### Problema a
Rispondi a queste domande sul testo relativo al termovalorizzatore di Roma, riportato qui sotto.
(i) Entro quale data sono attese le osservazioni alla Vas?
(ii) In quale località è stata individuata l'area per costruire l'impianto?
(iii) Quale voce si trova al primo posto nella gerarchia dei rifiuti fissata dall'art. 4 della direttiva?

### Brano fornito
──────────────────────────────

IL12 agosto scorso sono state avviate le procedure di Valutazione ambientale strategica (Vas) per la realizzazione del termovalorizzatore a Roma che prevede una road map definita. Entro il 30 settembre sono attese le osservazioni alla Vas. Seguiranno poi 15 giorni per integrare tali osservazioni attraverso un lavoro di revisione. Il 15 ottobre si entrerà dunque nel vivo con la pubblicazione dei bandi di gara, le manifestazioni di interesse delle aziende che si candideranno a realizzare gli impianti e l’assegnazione dei lavori.

Il primo target che l’amministrazione capitolina si è posta è quello di ridurre dell’8% la produzione complessiva di rifiuti entro il 2030. Il secondo è il raggiungimento per Roma del 65% di raccolta differenziata per il 2030 e del 70% entro il 2035. L’area identificata per la costruzione dell’impianto è nel IX Municipio, in località Santa Palomba.

Molto si discute quindi del tema termovalorizzatore in rapporto ai principi dell’economia circolare. Per meglio comprendere il fondamento giuridico della questione, oltre che politico, con riferimento anche agli obiettivi della transizione ecologica e del Pnrr, Canale Energia ha intervistato l’ex magistrato Gianfranco Amendola che nei suoi anni di servizio in qualità di procuratore della Repubblica si è occupato principalmente di reati ambientali.

Gianfranco Amendola
L’ex magistrato Gianfranco Amendola che nei suoi anni di servizio in qualità di procuratore della Repubblica si è occupato principalmente di reati ambientali.

Partendo dalla volontà di realizzare un termovalorizzatore a Roma, cosa impone agli Stati la normativa comunitaria, in particolare nel quadro della gerarchia dei rifiuti?

Basta leggere l’art. 4 della vigente direttiva sui rifiuti il quale stabilisce che: “La seguente gerarchia dei rifiuti si applica quale ordine di priorità della normativa e della politica in materia di prevenzione e gestione dei rifiuti: a) prevenzione; b) preparazione per il riutilizzo; c) riciclaggio; d) recupero di altro tipo, per esempio il recupero di energia; e) smaltimento”.

──────────────────────────────

### Dati forniti
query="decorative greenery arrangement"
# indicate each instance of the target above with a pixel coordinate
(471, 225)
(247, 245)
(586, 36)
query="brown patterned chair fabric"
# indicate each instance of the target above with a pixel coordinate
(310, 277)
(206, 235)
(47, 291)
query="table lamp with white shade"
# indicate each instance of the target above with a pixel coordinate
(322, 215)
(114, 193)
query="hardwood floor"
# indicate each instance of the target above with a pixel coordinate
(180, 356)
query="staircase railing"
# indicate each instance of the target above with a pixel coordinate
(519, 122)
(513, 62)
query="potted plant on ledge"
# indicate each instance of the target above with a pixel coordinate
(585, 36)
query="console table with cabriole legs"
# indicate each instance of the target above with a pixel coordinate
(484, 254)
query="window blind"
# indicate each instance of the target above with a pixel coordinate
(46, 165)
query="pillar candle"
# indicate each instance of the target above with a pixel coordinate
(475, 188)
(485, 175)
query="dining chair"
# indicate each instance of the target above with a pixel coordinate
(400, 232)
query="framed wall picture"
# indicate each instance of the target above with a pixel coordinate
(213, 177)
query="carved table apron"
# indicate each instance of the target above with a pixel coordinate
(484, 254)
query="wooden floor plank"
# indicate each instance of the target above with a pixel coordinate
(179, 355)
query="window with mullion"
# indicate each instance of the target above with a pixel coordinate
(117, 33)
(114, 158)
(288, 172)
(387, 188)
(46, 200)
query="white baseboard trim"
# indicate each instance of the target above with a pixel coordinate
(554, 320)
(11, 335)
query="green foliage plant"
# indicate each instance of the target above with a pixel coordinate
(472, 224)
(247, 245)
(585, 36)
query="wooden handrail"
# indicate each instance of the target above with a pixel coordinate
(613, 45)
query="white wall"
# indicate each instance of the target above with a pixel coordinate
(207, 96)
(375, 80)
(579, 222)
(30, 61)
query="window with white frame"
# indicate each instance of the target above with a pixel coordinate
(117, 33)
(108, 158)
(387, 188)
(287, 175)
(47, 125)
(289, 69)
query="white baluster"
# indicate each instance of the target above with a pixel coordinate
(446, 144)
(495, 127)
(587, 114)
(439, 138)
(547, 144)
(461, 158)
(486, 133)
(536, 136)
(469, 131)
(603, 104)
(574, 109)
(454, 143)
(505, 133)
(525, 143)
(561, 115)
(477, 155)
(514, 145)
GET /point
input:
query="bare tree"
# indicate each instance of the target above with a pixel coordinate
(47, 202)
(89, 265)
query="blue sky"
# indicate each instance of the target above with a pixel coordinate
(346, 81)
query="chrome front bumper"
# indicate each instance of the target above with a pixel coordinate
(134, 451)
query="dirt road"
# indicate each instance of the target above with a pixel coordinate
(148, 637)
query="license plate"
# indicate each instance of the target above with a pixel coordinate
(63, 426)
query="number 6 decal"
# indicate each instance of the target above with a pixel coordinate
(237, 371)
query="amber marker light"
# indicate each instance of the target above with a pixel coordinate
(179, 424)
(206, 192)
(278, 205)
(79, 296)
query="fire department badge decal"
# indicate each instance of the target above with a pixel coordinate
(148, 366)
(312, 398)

──────────────────────────────

### Problema b
Conta le righe dei record che contengono la parola "floor" e scrivi soltanto il numero.

### Risposta finale a
(i) Entro il 30 settembre.
(ii) A Santa Palomba, nel IX Municipio.
(iii) La prevenzione.

### Risposta finale b
2